Passage to read:
▼▼▼
We’ve done these kinds of threads before and I think they’re fun.
When I was little I thought that everyone either had cats or dogs at their house. Some people had both, and some people also had other animals… but it didn’t really occur to me that people might have neither a cat nor a dog.
That grown-ups were always right. This made disagrements between grown-ups quite confusing for the short duration of this belief.
That grown-ups must always be obeyed and can do anything they want to you. This led to things like not telling my parents about the kindergarten teacher hitting my left hand whenever I used it until several years later, when I found out from my paternal grandmother that teachers are not supposed and should not be allowed to hit children.
That my parents were some sort of inverted hydra: two bodies, one mind. They never expressed any disagreements in front of us, so I thought that they were in absolute agreement over everything. I finally found out at age 23 that this was not so and asked Mom to please, please, please start disagreeing with Dad in front of us (Dad didn’t need prompting, it was Mom who folded instantly), because while I see the importance of not raising the kids in a household of slammed doors like the one she grew up in, I also think it is important for them to know that “grown-ups need to reach agreements” and a lot of my childhood would have been less miserable if I’d known that the word of whichaver adult spake first was not necessarily the last and only Word.
▲▲▲
Apply what you read:
1: Answer these questions from the post about childhood beliefs:
(a) What did the writer think, when little, about the pets people kept at home?
(b) Who told the writer that teachers should not be allowed to hit children?
(c) At what age did the writer learn that the parents did not agree on everything?
2: Proceed with the post about childhood beliefs, beginning after its final sentence.
The material that comes after this text is not relevant here.

Data excerpt:
▼▼▼
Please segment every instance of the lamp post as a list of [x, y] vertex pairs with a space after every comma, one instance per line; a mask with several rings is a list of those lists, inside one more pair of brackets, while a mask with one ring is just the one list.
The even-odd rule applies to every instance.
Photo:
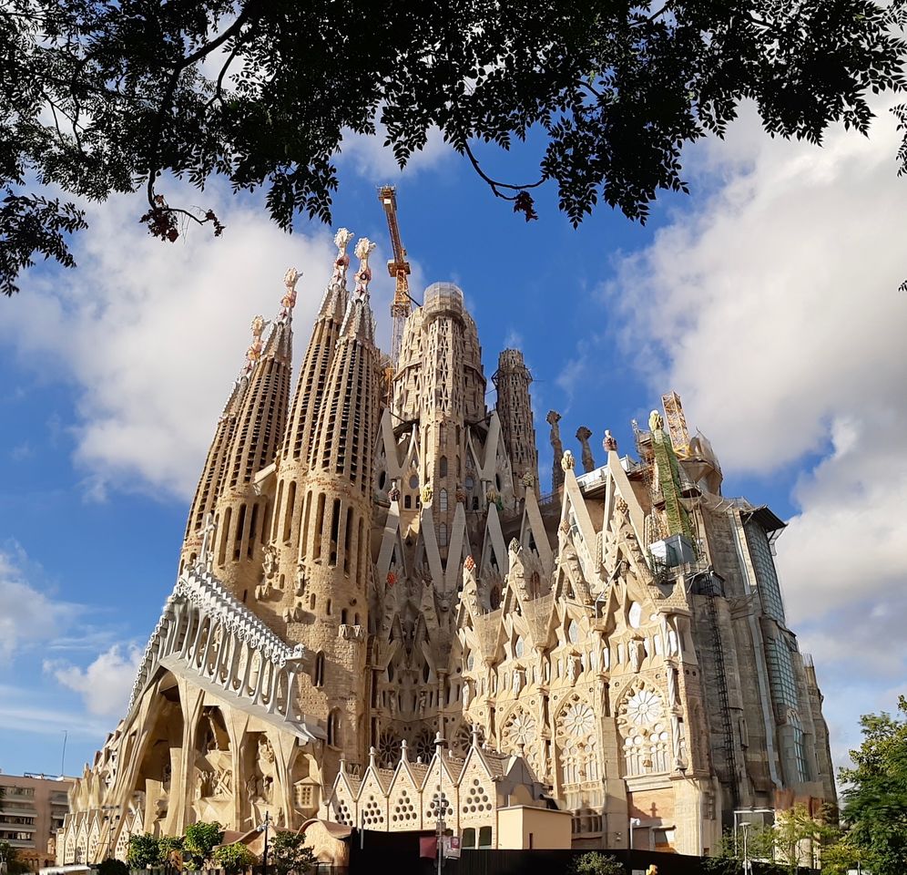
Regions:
▲▲▲
Answer list:
1:
(a) That everyone had either cats or dogs at their house.
(b) The writer's paternal grandmother.
(c) At age 23.

2:
Up until the age of around 12, I thought the world “original” meant the exact opposite of what it does, because I’d only ever heard people use it sarcastically.
I thought the reason we knew all about the planets in the solar system was because astronauts had been to all of them! Including the sun (they had special astronaut protective gear for the heat of course).
I thought human reproduction involved a man and a woman being naked in the bathroom and the woman drinking the man’s urine. (See, I knew that nudity and a penis were involved . . .)
I was certain that when you become a grown-up you would automatically start enjoying doing houshold chores and become tidy. Why else would mom insist on me doing something as boring as putting my toys away? Right?
Growing up a Catholic child, whose extended family was all Catholic, who went to Catholic schools, etc - I thought the Pope was like King of the World. All the world leaders, presidents, kings, etc, had to do what the Pope told them. I didn’t have a concept of a non-Catholic person at all.
I thought that as people grew older, they grew taller. I figured that since I didn’t see many people taller than my parents, that at a certain age people had to go live in a special Land of the Giants.
I believed that people are flesh and blood – and nothing else. No bones, muscles, or organs. Just fleshy bags of blood.
When I was little I thought all people with the same name would grow up to look the same (or close to it).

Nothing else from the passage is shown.